[Stored records]

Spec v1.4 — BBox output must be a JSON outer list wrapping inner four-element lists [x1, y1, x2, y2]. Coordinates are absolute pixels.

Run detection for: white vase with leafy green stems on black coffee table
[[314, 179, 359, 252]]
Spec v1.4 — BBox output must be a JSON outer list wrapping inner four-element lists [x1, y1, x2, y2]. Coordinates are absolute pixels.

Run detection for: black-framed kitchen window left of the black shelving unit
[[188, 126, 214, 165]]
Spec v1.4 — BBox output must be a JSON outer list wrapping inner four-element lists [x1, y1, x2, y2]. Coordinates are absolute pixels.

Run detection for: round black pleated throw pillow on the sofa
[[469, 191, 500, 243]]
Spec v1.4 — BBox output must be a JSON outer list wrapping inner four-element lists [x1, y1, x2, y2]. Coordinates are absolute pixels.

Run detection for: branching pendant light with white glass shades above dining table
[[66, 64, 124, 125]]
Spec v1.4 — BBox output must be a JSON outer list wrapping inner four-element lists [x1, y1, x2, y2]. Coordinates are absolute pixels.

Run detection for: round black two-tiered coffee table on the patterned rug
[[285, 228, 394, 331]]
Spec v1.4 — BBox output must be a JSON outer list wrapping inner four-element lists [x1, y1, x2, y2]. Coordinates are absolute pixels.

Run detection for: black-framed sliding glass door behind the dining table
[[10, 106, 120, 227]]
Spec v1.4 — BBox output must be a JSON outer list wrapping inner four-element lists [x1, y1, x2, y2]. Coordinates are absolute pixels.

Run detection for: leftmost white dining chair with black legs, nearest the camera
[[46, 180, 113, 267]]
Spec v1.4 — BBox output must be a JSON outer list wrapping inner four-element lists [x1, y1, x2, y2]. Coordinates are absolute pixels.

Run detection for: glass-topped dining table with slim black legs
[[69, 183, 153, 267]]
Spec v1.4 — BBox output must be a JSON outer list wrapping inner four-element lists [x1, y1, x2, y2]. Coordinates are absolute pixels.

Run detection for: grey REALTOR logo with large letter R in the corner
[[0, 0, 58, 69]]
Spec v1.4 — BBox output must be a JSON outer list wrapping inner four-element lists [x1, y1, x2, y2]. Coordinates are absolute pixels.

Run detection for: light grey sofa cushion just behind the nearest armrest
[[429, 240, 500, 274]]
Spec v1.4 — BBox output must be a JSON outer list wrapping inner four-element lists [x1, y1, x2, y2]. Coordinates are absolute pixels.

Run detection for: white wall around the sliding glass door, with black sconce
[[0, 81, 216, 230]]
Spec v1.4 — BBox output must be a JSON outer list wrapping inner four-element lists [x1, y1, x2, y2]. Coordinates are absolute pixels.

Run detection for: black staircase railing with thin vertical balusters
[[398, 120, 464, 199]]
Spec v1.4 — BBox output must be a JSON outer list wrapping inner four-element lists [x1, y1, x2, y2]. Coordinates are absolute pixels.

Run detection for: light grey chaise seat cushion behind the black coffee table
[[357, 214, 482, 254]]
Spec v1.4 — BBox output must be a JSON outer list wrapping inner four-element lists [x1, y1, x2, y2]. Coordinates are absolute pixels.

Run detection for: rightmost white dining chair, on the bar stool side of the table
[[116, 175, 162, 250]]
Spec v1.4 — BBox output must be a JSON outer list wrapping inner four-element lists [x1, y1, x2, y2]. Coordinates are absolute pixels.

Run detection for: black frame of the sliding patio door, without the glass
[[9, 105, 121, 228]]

**Directions**. Return exactly the lines from the one containing "Run detection for: black frame" through the last line of the records above, both included, and nothing else.

**Result of this exercise**.
Run detection for: black frame of the sliding patio door, without the glass
[[9, 105, 121, 228]]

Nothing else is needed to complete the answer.